====== Source passage

Ex-army officers attack 'chaos' of Iraqi regime

By Patrick Cockburn in Baghdad
Published: 29 September 2005
It was meant to be a moment of reconciliation between the old regime and the new, a gathering of nearly 1,000 former Iraqi army officers and tribal leaders in Baghdad to voice their concerns over today's Iraq. But it did not go as planned.

General after general rose to his feet and raised his voice to shout at the way Iraq was being run and to express his fear of escalating war. "They were fools to break up our great army and form an army of thieves and criminals," said one senior officer. "They are traitors," added another.

The sense of hatred felt by these influential men, mostly Sunni Arabs, towards the new order installed by the US since the fall of Saddam Hussein in 2003 is palpable and it bodes ill for Iraq. The country is entering a critical political period that will see a deeply divisive referendum on the constitution on 15 October, the trial of Saddam four days later and an election for the National Assembly on 15 December. The Sunnis fear the constitution means the break up of Iraq and their own marginalisation.

The meeting, in a heavily guarded hall close to the Tigris, was called by General Wafiq al-Sammarai, a former head of Iraqi military intelligence under Saddam who fled Baghdad in 1994 to join the opposition. He is now military adviser to President Jalal Talabani.

============

- **Stated task A**
According to the article, on what date was the referendum on the constitution scheduled?
The entries below have no connection to the article above.

====== Data rows

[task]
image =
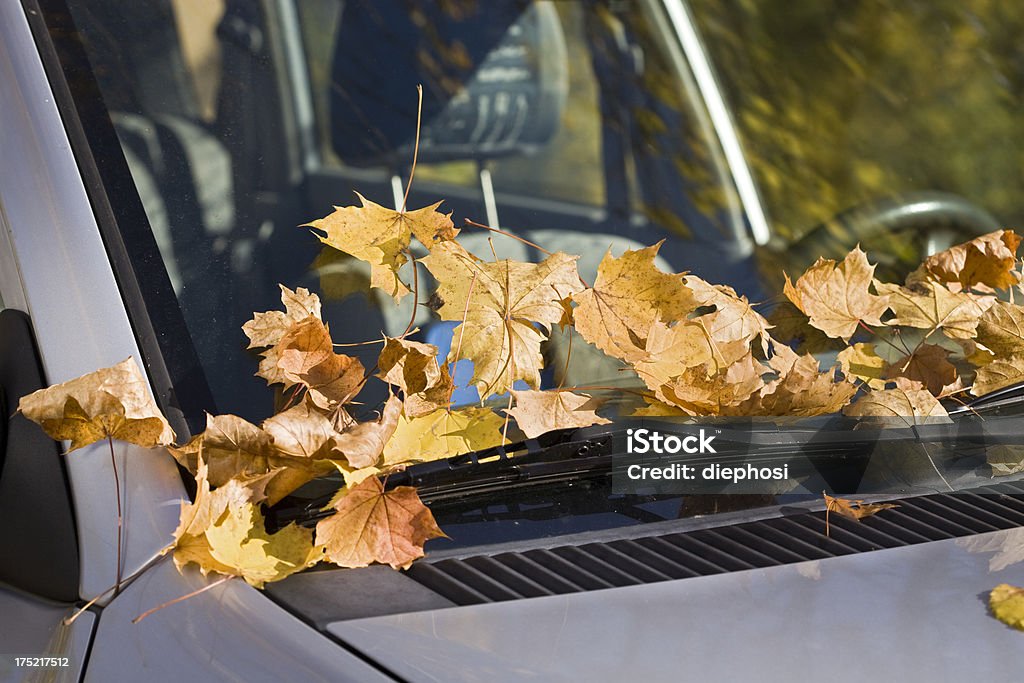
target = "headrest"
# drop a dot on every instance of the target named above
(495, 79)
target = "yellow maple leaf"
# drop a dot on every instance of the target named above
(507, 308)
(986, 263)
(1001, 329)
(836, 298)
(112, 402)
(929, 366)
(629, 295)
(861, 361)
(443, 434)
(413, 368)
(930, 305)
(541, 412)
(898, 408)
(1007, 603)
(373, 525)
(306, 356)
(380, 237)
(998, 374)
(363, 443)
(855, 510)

============
====== Data rows

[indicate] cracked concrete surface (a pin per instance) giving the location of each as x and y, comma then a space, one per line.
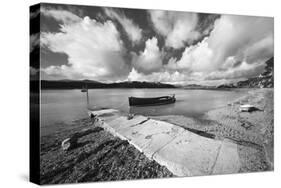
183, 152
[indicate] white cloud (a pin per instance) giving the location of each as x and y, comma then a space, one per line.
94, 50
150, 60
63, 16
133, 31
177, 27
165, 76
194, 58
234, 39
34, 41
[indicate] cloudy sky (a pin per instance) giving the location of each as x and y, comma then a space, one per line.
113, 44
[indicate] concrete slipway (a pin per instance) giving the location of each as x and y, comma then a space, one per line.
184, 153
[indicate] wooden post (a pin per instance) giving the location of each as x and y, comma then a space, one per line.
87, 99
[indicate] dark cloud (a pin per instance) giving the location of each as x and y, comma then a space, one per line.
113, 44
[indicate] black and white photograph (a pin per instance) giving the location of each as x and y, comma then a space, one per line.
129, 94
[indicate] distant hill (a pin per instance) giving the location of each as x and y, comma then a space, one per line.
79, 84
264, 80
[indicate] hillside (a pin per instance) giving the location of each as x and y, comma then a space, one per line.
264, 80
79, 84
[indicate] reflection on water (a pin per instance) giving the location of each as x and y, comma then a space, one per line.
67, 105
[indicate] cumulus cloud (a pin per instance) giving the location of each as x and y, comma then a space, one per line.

============

- **Stated task B**
Rewrite the entries in the stretch from the line containing "[indicate] dark cloud" through the line containing "[indicate] cumulus cloud", replacing "a pin per instance" with "one pin for each instance" and keeping everything else the same.

- **Full output A**
15 October

- **Full output B**
[indicate] dark cloud (one pin for each instance) giving the location of each as x and y, comma then a space, one per line.
113, 44
[indicate] black and white photograph (one pin for each instance) giving the location of each as x and y, comma then a space, one per line.
129, 94
[indicate] distant hill (one pin for each instance) giving the location of each as x and y, comma then a space, one per line.
79, 84
264, 80
[indicate] hillside (one pin for each instance) giving the location of each as x and y, comma then a space, one per line.
264, 80
79, 84
[indicate] reflection on water (one pin for each instance) giving the location of each as x and y, comma then a space, one per line.
67, 105
[indicate] cumulus cloud (one pin for each instance) giving the location of each as x and y, comma then a space, one per line.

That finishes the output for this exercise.